DESCRIPTION OF THE TASK | Once you find the line with "Target: red goal post" in the data that follows, repeat it and every line after it exactly, through the line with "Target: blue goalie helmet".

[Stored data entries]
----

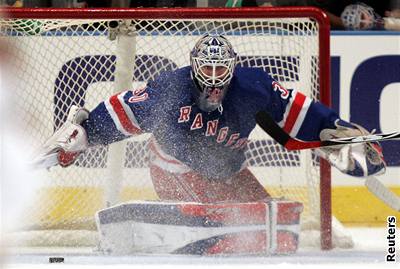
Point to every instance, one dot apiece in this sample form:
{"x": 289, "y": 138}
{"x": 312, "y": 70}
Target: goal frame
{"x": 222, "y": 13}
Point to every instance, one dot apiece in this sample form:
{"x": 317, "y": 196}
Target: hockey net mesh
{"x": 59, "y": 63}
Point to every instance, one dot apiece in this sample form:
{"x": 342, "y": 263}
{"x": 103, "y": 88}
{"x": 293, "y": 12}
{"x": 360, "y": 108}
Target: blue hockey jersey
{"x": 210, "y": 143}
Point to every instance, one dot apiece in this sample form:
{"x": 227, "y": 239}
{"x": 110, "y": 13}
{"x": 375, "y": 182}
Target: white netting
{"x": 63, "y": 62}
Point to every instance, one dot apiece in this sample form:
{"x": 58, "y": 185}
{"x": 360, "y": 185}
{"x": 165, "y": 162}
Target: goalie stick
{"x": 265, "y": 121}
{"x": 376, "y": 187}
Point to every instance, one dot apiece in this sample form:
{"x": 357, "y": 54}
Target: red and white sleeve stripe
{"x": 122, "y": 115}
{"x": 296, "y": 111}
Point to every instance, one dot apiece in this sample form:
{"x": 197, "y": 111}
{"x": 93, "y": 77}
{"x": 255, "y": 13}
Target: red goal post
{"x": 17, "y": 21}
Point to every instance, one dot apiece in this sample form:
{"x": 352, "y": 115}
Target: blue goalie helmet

----

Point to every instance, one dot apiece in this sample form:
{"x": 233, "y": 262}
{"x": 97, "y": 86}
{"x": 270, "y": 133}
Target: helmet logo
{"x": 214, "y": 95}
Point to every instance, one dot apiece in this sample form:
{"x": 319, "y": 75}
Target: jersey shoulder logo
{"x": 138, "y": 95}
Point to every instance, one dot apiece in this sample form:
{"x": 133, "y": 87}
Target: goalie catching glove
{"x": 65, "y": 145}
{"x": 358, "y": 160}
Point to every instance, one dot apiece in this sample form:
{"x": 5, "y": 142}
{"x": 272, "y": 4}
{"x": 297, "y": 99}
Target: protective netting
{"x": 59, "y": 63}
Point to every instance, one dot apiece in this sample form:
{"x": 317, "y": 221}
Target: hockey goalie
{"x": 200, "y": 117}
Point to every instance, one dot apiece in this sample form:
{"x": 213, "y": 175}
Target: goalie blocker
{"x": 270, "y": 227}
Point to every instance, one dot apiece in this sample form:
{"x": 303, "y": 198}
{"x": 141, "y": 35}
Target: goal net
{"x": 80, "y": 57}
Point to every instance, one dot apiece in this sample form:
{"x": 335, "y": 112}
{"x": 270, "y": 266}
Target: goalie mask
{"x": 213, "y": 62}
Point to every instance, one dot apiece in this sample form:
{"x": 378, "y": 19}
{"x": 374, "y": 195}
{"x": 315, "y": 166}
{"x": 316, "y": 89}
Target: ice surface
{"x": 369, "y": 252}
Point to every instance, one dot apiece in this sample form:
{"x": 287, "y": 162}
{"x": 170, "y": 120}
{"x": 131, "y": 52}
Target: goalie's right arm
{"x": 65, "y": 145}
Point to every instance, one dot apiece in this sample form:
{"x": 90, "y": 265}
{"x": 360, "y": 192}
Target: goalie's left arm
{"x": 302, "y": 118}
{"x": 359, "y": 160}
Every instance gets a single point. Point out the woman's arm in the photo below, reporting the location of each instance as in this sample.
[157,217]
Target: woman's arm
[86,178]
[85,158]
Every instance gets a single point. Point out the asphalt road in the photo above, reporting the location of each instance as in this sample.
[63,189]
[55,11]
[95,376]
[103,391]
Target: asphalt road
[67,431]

----

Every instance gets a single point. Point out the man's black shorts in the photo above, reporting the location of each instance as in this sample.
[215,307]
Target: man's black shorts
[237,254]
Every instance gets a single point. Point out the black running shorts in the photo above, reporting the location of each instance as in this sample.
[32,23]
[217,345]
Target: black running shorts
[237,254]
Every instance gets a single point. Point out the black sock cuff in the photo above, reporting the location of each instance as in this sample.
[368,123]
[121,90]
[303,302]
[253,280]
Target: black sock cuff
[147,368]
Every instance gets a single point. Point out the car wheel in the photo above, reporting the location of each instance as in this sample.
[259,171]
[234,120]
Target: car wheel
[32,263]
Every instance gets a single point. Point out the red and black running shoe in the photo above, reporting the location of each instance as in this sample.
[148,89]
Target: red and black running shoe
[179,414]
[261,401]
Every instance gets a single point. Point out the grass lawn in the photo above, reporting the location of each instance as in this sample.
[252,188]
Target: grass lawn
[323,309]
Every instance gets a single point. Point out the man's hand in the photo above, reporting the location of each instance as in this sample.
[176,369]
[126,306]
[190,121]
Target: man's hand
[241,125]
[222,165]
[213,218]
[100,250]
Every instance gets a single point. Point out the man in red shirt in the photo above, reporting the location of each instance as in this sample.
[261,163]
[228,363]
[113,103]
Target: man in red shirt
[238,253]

----

WRITTEN RESPONSE |
Target: red goal post
{"x": 17, "y": 21}
Point to every instance, one dot apiece in this sample form:
{"x": 352, "y": 115}
Target: blue goalie helmet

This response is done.